By taking a snapshot at any given moment, we can make a determination (as this study does quite well) regarding whether housing is affordable or not. However, without the fullness of time or a full market cycle, it is nearly impossible to make reliable conclusions.

I believe that once the housing bubble in Canada deflates, it will bring housing prices back in line with affordability. In fact, periods of overvaluation are usually followed by periods of undervaluation. This same study done in 2000 or 2020 would yield very different results, and if it does, I doubt it will be because land use policies have changed materially.

I had suspected that Australia and Canada had the two biggest housing bubbles left in the so-called developed world. This report backs up this suspicion. Almost all other countries (UK, US, Spain, Ireland) have seen their bubbles deflate or start to deflate.

What do Australia and Canada have in common? Both are commodity countries.

The commodities and risk trade that reflated in 2009 (partly retracing the 2008 losses), has allowed Australia and Canada:

  1. Strong export pricing which has lead to
  2. Strong asset inflows and currency appreciation which has lead to
  3. Low interest rates (as inflation is not an issue in this deflationary environment) which has lead to
  4. “Relatively” mild recessions and relatively low unemployment which has lead to
  5. No bursting of the housing markets (unlike the non-commodity housing bubbles)

I missed the call on Canadian housing in 2009, but I believe that both Australia and Canada will play catch-up in the coming years:

Why?

  1. The commodity deflation and recession will restart in 2010 which will lead to lower export pricing and lower exports
  2. Strong asset outflows and currency depreciation which could lead to
  3. Higher long term interest rates as sovereign risk worries kick up (Not 100% sure about this one as the deflationary headwinds are quite strong)
────────────────
**Work to complete:**
(a) According to the housing commentary, what do Australia and Canada have in common?
(b) Summarize the housing commentary in two sentences.
Use only the housing commentary to answer.
────────────────
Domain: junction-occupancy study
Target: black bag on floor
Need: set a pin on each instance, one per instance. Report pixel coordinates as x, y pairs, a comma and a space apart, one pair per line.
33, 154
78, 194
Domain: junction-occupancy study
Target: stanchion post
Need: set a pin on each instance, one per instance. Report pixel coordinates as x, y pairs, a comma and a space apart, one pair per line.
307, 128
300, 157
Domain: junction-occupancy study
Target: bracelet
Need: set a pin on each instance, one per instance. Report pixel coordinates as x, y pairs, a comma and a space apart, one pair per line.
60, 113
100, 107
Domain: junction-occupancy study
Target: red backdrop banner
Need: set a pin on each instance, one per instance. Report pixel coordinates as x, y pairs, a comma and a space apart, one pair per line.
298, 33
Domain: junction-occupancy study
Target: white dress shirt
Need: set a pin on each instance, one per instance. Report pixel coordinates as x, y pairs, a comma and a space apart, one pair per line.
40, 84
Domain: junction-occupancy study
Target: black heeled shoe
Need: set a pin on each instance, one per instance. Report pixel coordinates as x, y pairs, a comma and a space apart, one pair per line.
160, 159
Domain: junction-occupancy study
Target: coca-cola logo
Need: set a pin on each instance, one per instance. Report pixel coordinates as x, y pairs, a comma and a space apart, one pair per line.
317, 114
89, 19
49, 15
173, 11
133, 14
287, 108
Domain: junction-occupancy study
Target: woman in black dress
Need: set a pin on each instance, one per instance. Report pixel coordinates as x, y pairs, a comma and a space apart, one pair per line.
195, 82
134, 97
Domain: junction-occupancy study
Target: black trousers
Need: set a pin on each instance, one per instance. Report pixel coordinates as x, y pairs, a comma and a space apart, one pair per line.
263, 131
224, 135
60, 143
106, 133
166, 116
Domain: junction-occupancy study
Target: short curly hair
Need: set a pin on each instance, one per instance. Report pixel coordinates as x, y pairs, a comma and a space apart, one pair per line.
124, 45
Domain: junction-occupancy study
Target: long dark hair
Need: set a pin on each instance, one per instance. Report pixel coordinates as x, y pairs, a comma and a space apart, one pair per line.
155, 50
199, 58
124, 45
────────────────
**Exercise solutions:**
(a) Both are commodity countries.

(b) The writer suspects that Australia and Canada have the two biggest housing bubbles left in the developed world. The writer says the 2009 commodity reflation kept those markets from bursting through strong export pricing, asset inflows, low interest rates and mild recessions, and expects both countries to catch up as commodity deflation and recession restart in 2010.